### WRITTEN REQUEST
Render the rows below as a JSON list of strings, one string per line, leaving out blank lines. Include only the part from the first line of the rows through the line containing "[794,472,850,631]", with both ends included.
+++ RECORD LIST +++
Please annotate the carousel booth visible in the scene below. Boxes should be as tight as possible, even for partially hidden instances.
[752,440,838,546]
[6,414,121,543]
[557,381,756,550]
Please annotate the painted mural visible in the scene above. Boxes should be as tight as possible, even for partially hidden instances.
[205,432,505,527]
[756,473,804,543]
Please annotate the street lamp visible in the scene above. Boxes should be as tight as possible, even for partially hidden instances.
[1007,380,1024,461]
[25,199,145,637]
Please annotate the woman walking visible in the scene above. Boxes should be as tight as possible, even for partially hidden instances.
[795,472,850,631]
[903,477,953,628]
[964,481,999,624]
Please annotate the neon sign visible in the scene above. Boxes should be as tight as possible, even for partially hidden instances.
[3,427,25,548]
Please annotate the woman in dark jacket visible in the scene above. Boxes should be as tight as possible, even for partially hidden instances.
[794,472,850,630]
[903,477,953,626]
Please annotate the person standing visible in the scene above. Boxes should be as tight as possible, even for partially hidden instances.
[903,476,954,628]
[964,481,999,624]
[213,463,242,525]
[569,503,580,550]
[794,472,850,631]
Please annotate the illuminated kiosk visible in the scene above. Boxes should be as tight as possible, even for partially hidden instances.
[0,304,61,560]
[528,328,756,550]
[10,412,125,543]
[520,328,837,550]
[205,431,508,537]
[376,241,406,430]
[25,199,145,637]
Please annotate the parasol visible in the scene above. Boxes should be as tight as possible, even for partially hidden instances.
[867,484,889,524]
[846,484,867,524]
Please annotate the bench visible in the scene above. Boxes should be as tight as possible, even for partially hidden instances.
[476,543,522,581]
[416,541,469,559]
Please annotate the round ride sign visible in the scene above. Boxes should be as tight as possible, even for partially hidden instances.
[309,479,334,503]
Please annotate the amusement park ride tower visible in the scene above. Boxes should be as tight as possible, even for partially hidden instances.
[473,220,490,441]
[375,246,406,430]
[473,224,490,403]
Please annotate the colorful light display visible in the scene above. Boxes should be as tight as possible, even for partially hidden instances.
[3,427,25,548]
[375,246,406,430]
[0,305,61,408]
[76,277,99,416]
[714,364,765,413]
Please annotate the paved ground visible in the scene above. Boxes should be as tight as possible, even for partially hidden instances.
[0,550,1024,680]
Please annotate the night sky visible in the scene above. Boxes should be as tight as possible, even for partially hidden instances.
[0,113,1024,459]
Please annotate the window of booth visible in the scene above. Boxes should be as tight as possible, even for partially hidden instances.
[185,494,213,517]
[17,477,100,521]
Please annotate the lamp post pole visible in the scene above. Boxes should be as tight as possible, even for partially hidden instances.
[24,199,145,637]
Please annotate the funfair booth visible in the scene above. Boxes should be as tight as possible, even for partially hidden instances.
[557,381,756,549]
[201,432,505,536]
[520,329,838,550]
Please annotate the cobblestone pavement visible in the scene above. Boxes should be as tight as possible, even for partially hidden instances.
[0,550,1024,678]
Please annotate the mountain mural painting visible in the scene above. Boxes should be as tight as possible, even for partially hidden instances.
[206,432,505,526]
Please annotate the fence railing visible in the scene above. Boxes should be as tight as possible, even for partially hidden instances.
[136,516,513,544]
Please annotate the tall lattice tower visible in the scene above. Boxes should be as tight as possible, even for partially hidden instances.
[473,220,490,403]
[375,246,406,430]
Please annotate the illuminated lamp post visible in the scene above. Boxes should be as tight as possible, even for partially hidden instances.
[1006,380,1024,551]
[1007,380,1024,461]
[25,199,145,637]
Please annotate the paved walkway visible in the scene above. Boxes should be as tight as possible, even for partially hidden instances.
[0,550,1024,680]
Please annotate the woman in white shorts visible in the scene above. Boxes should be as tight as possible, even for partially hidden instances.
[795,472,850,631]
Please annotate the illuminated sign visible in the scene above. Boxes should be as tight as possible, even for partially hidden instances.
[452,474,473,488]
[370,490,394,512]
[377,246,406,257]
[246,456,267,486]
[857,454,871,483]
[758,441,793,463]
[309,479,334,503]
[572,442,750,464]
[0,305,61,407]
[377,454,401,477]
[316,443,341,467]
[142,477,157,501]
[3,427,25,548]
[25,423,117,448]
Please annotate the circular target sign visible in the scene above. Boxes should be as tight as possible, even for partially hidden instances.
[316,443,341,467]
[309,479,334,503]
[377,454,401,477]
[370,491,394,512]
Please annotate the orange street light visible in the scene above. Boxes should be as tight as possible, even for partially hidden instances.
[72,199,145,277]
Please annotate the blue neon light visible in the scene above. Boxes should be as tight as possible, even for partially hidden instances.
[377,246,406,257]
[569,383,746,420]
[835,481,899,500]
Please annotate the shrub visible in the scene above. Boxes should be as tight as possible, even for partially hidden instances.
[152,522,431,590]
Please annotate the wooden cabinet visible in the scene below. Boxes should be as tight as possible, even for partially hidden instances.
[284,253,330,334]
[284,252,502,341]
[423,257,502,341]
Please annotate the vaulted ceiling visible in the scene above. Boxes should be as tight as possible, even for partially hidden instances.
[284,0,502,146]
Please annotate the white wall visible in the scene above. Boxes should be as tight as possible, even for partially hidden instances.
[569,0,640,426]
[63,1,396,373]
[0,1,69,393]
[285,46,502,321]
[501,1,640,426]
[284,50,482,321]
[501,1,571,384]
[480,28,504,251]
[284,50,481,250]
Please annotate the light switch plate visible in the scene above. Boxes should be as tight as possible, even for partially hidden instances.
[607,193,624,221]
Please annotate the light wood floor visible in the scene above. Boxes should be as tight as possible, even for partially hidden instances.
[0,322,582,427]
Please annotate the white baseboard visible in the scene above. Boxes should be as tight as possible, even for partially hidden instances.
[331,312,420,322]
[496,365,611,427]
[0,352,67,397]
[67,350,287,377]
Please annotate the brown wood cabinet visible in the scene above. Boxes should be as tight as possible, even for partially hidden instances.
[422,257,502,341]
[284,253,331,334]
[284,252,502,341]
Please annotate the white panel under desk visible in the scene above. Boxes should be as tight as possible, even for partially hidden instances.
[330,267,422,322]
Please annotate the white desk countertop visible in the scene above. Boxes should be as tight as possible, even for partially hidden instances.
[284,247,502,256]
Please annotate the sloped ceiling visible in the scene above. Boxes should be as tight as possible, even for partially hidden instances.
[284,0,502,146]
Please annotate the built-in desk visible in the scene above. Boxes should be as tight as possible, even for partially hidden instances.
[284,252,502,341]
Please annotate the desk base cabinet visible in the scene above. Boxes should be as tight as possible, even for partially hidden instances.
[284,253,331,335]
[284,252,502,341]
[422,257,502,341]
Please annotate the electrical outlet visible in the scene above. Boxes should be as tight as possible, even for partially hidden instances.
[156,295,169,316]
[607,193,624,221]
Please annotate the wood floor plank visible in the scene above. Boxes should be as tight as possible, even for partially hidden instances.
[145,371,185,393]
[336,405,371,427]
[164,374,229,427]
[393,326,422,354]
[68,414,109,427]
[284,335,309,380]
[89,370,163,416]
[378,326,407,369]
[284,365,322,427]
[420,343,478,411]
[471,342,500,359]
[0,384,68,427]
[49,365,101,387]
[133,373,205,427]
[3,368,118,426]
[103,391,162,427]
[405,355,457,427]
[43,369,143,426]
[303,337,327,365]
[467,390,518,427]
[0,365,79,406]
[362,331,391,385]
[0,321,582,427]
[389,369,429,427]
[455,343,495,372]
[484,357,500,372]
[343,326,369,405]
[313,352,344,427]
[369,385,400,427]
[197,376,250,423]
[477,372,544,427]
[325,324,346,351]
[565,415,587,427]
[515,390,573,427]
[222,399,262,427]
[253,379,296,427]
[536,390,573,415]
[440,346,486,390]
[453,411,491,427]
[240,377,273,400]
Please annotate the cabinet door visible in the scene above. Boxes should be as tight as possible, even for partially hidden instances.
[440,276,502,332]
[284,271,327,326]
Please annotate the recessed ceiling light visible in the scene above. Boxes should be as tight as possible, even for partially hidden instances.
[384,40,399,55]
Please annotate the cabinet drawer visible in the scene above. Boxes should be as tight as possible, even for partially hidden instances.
+++
### SOLVED EXERCISE
[
  "Please annotate the carousel booth visible in the scene below. Boxes should be as tight as possible, even for partially hidden instances.",
  "[752,440,838,546]",
  "[6,414,121,543]",
  "[557,381,756,550]",
  "Please annotate the painted mural visible in the scene above. Boxes should be as tight as possible, even for partially hidden instances.",
  "[205,432,505,527]",
  "[756,473,804,543]",
  "Please annotate the street lamp visible in the scene above. Boxes should be as tight as possible, even for partially hidden instances.",
  "[1007,380,1024,461]",
  "[25,199,145,637]",
  "Please annotate the woman walking visible in the scene above. Boxes should be as tight as possible, even for partially hidden instances.",
  "[795,472,850,631]",
  "[903,477,953,628]",
  "[964,481,999,624]",
  "Please annotate the neon sign visible in the scene above. Boxes should be as tight as possible, even for partially hidden instances.",
  "[3,427,25,548]",
  "Please annotate the woman in dark jacket visible in the scene above. Boxes should be as tight as possible, even for partially hidden instances.",
  "[794,472,850,630]",
  "[903,477,953,626]",
  "Please annotate the person standing visible in the scene above. Boxes should be as tight as possible, even for partially hidden instances.",
  "[903,476,954,628]",
  "[964,481,999,624]",
  "[213,463,242,525]",
  "[569,503,580,550]",
  "[794,472,850,631]"
]